Work request: Copy the data exactly. Images are the one exception.

Input:
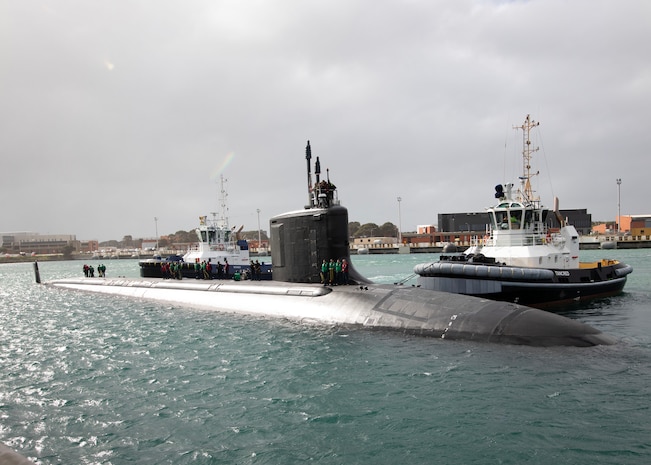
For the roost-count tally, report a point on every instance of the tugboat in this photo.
(520, 258)
(217, 245)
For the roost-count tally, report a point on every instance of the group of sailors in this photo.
(89, 271)
(334, 273)
(171, 270)
(204, 269)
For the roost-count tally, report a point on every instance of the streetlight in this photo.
(259, 241)
(619, 211)
(156, 222)
(399, 222)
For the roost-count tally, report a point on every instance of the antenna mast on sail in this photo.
(526, 191)
(308, 157)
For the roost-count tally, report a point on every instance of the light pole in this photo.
(399, 222)
(619, 205)
(259, 241)
(156, 222)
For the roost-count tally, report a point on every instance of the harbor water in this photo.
(88, 379)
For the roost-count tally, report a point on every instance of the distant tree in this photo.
(67, 251)
(388, 229)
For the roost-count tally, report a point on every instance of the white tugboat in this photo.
(219, 245)
(520, 259)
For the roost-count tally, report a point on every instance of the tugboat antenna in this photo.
(526, 191)
(222, 198)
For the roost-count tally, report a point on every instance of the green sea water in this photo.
(108, 380)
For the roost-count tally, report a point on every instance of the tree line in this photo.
(355, 230)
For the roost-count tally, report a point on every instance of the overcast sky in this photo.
(113, 113)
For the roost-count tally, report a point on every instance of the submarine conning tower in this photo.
(302, 239)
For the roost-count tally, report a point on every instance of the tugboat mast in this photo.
(223, 220)
(526, 191)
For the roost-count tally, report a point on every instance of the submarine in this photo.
(300, 240)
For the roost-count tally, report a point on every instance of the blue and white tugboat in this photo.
(520, 259)
(218, 245)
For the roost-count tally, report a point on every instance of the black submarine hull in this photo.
(409, 310)
(300, 241)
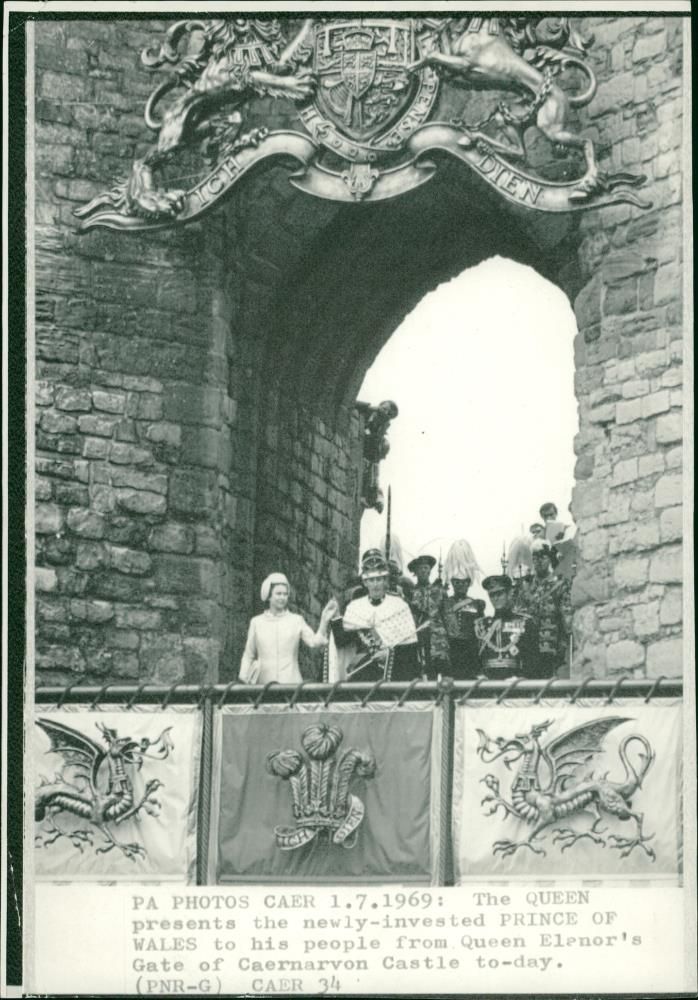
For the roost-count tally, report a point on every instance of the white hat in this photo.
(271, 581)
(461, 562)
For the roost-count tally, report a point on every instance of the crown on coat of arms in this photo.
(320, 787)
(358, 41)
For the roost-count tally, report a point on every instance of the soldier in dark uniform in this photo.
(547, 601)
(507, 641)
(426, 602)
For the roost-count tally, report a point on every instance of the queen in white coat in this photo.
(274, 637)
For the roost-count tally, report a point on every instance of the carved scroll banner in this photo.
(345, 794)
(115, 793)
(362, 96)
(565, 790)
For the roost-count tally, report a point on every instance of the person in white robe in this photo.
(376, 638)
(274, 637)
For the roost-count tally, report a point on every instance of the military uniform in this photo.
(507, 640)
(460, 618)
(547, 601)
(426, 603)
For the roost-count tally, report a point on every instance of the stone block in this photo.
(669, 428)
(140, 501)
(625, 471)
(57, 423)
(109, 402)
(69, 398)
(43, 392)
(605, 414)
(617, 511)
(85, 522)
(193, 492)
(674, 458)
(172, 538)
(665, 658)
(129, 560)
(189, 404)
(589, 499)
(45, 579)
(671, 524)
(128, 454)
(671, 608)
(164, 433)
(136, 618)
(90, 555)
(43, 490)
(630, 573)
(121, 638)
(94, 612)
(649, 465)
(97, 448)
(180, 574)
(96, 425)
(651, 362)
(654, 403)
(162, 658)
(102, 499)
(624, 655)
(202, 659)
(669, 490)
(588, 586)
(629, 411)
(635, 387)
(667, 565)
(48, 519)
(153, 482)
(646, 618)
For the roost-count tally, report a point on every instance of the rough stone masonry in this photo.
(195, 387)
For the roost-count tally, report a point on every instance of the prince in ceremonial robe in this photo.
(376, 638)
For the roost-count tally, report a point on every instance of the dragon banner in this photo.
(115, 793)
(568, 790)
(350, 793)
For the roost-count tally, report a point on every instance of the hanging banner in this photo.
(567, 790)
(347, 793)
(115, 793)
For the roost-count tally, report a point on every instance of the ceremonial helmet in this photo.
(424, 560)
(373, 565)
(498, 581)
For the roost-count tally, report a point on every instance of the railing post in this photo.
(203, 825)
(446, 697)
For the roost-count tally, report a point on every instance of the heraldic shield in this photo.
(362, 67)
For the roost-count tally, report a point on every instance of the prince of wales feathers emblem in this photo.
(320, 788)
(94, 783)
(548, 786)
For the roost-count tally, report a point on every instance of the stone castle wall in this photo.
(195, 386)
(629, 363)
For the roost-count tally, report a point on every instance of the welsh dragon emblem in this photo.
(550, 786)
(320, 787)
(93, 783)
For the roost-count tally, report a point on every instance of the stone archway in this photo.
(195, 386)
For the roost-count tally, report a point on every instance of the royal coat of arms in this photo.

Answer to this task:
For the roost-count tally, report a point on every instance of the tugboat in this photo.
(520, 258)
(217, 245)
For the roost-count tally, report a point on every instance of the group of sailors in this photo.
(89, 271)
(334, 273)
(171, 270)
(204, 269)
For the roost-count tally, report a point on every instance of the streetlight in this photo.
(259, 241)
(619, 211)
(156, 222)
(399, 222)
For the roost-count tally, report a point on every instance of the antenna mast on sail in this photo.
(526, 191)
(308, 157)
For the roost-count tally, report a point on every instance of the light pole in this photo.
(399, 222)
(619, 205)
(259, 241)
(156, 222)
For the roost-count tally, report a point on every instance of the harbor water in this photo.
(88, 379)
For the roost-count tally, report a point on every instance of the distant tree in this photo.
(67, 251)
(388, 229)
For the roost-count tally, report a point on every instance of the white tugboat in this photo.
(219, 245)
(520, 259)
For the roost-count tally, report a point on every instance of the tugboat antenna in this photo.
(526, 191)
(222, 198)
For the roost-count tally, report a point on every instance of the green sea water in this photo.
(108, 380)
For the roost-count tally, report a point on every instance of the tree line in this photo.
(355, 230)
For the roost-count tally, report a point on every instance of the overcast sky in this photo.
(113, 113)
For the roost-count tally, report a point on every instance of the submarine conning tower in this photo.
(302, 239)
For the roost-count tally, report a point on every instance of the tugboat mast in this photo.
(223, 220)
(526, 191)
For the roost-count tally, report a point on every instance of the submarine in this photo.
(300, 240)
For the roost-count tally, report a point on every instance of the blue and white tugboat in this photo.
(520, 259)
(218, 245)
For the roost-count tally, report a point on every instance of the black submarine hull in this photo.
(409, 310)
(300, 241)
For the roost-count tally, report a point on every instance of the white hat in this photo.
(271, 581)
(461, 562)
For the roost-count tally, report a point on every instance of the crown on coat of arms in this photo.
(320, 787)
(358, 41)
For the roost-count tally, report a point on every instance of the soldier in dark uniform in this photo.
(547, 601)
(507, 641)
(426, 602)
For the roost-count tally, report a point on every instance of the queen in white coat in this photo.
(274, 637)
For the roost-count tally, report a point on every instance of the carved scroll banner in this photo.
(345, 794)
(115, 793)
(362, 96)
(565, 790)
For the roost-count tally, report a point on every instance of the person in white robe in this photo.
(376, 638)
(274, 637)
For the roost-count tally, report a point on every instance of the military uniform in this photo.
(507, 640)
(460, 618)
(547, 601)
(426, 603)
For the roost-count tally, report a point on every instance of the stone block in this photo.
(669, 428)
(140, 501)
(625, 471)
(57, 423)
(109, 402)
(69, 398)
(43, 392)
(605, 414)
(617, 511)
(85, 522)
(193, 492)
(674, 458)
(172, 538)
(665, 658)
(129, 560)
(189, 404)
(589, 499)
(45, 579)
(671, 524)
(128, 454)
(671, 608)
(164, 433)
(136, 618)
(90, 555)
(43, 490)
(630, 573)
(121, 638)
(94, 612)
(649, 465)
(97, 448)
(180, 574)
(96, 425)
(651, 362)
(654, 403)
(162, 658)
(102, 499)
(624, 655)
(202, 659)
(669, 490)
(588, 586)
(629, 411)
(635, 387)
(667, 565)
(48, 519)
(153, 482)
(646, 618)
For the roost-count tally, report a point on every instance of the rough stone masonry in this photo.
(195, 387)
For the roost-count tally, report a point on every instance of the prince in ceremonial robe in this photo.
(376, 638)
For the roost-count tally, report a point on every instance of the dragon banner in this photo.
(115, 793)
(568, 790)
(350, 793)
For the roost-count tally, report a point on every instance of the hanging banner in this photo.
(567, 790)
(347, 793)
(115, 793)
For the roost-count tally, report a point on every instance of the ceremonial helmet in this photo.
(424, 560)
(373, 565)
(498, 581)
For the roost-count tally, report a point on every instance of the railing post in this photo.
(203, 825)
(446, 697)
For the roost-count tally, report a point on every instance of the heraldic shield in this photo.
(362, 67)
For the roost-count tally, report a point on every instance of the prince of wales feathers emblem in this photo.
(320, 788)
(94, 783)
(548, 786)
For the roost-count tally, report a point on every instance of the stone castle wall in this photo.
(195, 386)
(629, 363)
For the roost-count tally, report a point on every instance of the welsh dragon emblem in this photo.
(550, 786)
(320, 787)
(93, 783)
For the roost-count tally, report a point on every instance of the stone archway in this photo.
(195, 386)
For the roost-count tally, report a point on every instance of the royal coat of arms in this photo.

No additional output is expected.